### EXCERPT PROVIDED
Location recognition with images has multiple advantages. The usually used Global Posi- tioning System (GPS) has an accuracy of currently 7.8 m as declared by the United States Department of Defense [Pen08]. But in an indoor scenario the GPS reception is poor or not existing at all. Hence GPS does not work indoors. A more precise method for deter- mining the location is the WLAN localization solution. This method is analysed by Liu et al. [LDBL07]. The accuracy is estimated at 6 m but strongly depends on the amount of WLAN networks in the environment. Recent research has shifted towards CBIR-based location recognition to get even more precise results with the advantage of low setup costs. To achieve location recognition with an image, a database of images must first be created. Therefore, each image in that database has to be linked to a geo-tag, representing the information where it has been taken. The CBIR procedure is applied for each image, so that a query image now returns the location, that represents the information where it was taken. This enables different applications such as interactive information to the current location or indoor-navigation. The latter is the application where the results of this thesis will be integrated. The location retrieval scenario needs a big database. The used database is explained in the next section.

2.2 Database of Range Images

The database used in this thesis consists of a set of range images. The range is represented by the grey value of each image-pixel. More precisely the grey-value indicates the distance from the sensor to the pixel point. In order to work with the range images, they are converted to point clouds representing the 3D coordinates of each point. The focal length and the center point must be considered for the conversion, otherwise the point cloud would be distorted.
######
### MATERIAL PROVIDED
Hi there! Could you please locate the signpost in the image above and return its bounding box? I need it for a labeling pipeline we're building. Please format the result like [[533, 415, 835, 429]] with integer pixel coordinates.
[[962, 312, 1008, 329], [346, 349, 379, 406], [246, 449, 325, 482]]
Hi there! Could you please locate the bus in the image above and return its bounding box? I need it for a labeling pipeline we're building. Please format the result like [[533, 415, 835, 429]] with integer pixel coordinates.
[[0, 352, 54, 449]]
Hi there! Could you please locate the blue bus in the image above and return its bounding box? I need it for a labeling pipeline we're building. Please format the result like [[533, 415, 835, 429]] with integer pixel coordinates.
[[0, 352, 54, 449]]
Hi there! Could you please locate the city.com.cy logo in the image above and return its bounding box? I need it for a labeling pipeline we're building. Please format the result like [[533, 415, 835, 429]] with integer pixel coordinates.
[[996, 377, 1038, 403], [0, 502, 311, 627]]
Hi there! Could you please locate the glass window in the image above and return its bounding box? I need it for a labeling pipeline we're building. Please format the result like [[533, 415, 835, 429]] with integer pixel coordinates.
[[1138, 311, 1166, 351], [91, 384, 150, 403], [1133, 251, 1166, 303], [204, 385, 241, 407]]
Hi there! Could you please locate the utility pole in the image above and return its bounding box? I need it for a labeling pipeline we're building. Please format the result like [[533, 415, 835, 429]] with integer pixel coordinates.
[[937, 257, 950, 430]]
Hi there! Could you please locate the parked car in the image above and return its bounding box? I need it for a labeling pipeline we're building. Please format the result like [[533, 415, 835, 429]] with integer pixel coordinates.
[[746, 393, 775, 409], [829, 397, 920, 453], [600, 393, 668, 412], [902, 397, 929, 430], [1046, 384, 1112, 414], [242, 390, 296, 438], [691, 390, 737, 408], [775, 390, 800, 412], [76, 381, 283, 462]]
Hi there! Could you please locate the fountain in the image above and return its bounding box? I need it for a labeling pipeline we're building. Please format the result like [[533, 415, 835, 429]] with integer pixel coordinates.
######
## GIVEN PROBLEM
Resume the text on image-based location recognition and range images, starting right after its final sentence. The records are separate material and have no connection to the text about location recognition.

## ANSWER
To obtain representative results especially for the application of indoor navigation, the 1st floor from the TUMindoor dataset presented by Huitl et al. [HSH+12] is used. Two horizontally mounted laser range scanners and six CCD cameras on a trolley recorded the images of that dataset. The images show the corridors of the 1st floor of the Technical University in Munich (TUM) with a length of 1 169 m. This equals 12 584 images and about 59.7 million points in the point cloud. The range images corresponding to a subset of the captured photos are rendered as described by Al-Nuaimi et al. [ANHT+13]. From this follows that a database of geo-tagged range images, representing the TUM campus, is generated and serves as a reference to perform CBIR-based location retrieval. The challenge is that the amount of information is very variable for each range image. In this thesis, the therein described poseset p=0 is specifically used as database. Figure 2.2 shows an example: A range image of a wall (left pictures) only contains a surface regardless the texture e.g. images on that wall. A stairwell on the other hand (right pictures) contains many details with lots of depth changes.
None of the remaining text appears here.